» Your goal:
Count the lines in the rows below that contain the string "lawn", and reply with the number alone.

» Data provided:
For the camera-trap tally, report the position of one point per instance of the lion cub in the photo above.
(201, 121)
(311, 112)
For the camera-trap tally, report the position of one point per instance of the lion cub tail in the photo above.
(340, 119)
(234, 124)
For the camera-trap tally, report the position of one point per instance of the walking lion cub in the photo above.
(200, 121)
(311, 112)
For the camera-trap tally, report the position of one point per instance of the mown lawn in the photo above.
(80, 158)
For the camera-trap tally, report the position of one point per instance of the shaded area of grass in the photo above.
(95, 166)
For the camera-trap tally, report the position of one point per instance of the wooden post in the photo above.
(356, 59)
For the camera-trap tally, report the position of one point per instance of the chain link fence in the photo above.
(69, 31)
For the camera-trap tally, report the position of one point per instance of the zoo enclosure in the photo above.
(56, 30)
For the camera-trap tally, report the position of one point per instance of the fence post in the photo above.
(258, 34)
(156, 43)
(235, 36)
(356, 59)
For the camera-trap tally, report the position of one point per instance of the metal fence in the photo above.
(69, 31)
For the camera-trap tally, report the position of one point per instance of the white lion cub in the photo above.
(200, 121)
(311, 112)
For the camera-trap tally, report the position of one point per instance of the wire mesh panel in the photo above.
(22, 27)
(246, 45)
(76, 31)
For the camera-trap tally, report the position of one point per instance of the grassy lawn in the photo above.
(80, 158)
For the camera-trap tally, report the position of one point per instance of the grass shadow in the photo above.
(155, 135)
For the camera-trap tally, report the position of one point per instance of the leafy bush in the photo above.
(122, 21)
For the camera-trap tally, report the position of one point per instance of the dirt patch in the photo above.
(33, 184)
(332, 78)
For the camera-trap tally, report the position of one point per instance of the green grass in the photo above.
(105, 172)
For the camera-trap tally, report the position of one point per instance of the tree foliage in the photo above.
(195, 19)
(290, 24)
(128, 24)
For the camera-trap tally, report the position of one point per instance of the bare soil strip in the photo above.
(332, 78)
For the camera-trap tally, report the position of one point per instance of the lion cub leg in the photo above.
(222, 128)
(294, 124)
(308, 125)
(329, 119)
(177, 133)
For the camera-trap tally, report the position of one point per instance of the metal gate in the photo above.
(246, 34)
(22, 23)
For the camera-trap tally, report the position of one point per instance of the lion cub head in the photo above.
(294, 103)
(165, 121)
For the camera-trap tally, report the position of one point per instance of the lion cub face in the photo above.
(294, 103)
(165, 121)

---

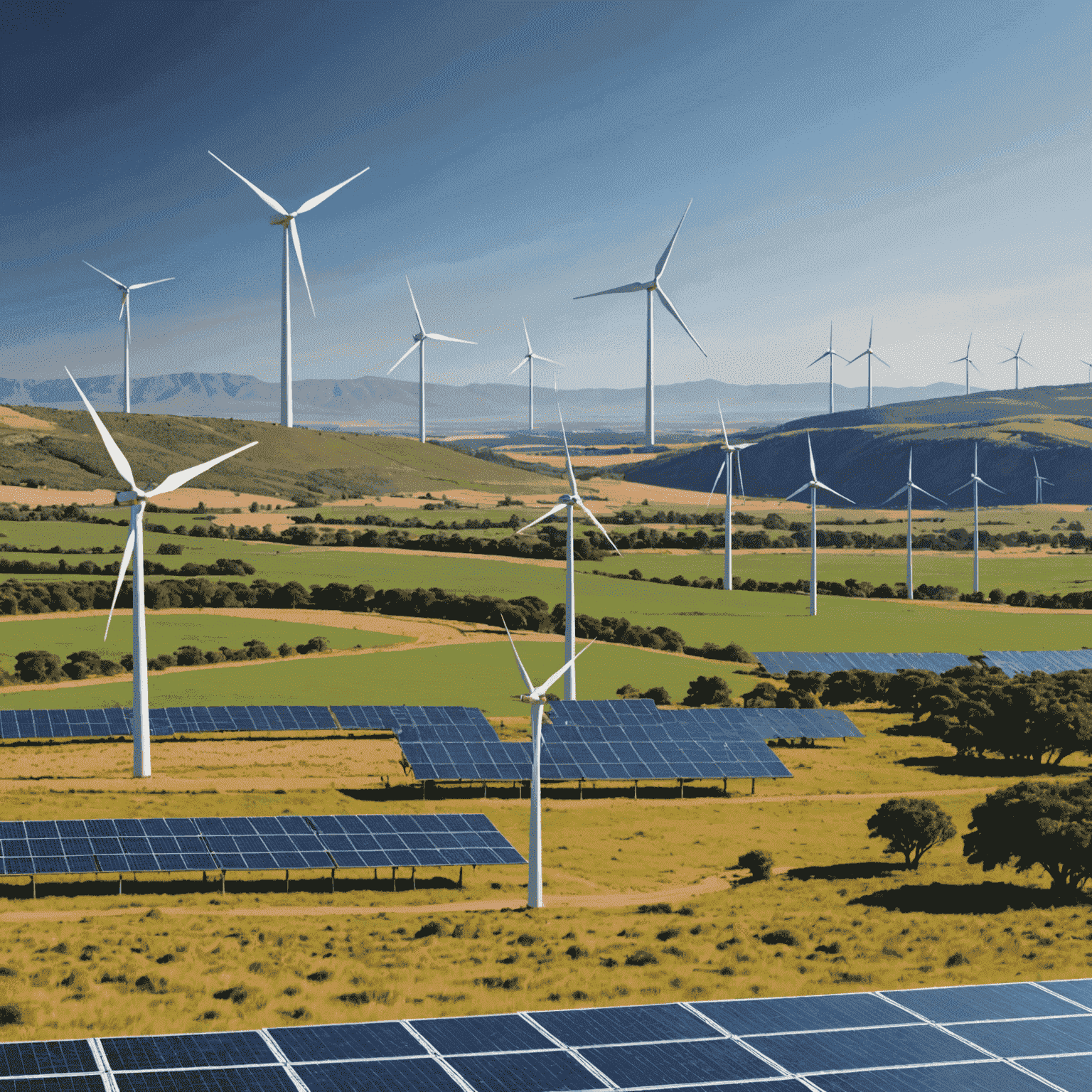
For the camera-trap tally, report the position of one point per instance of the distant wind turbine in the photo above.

» Answer below:
2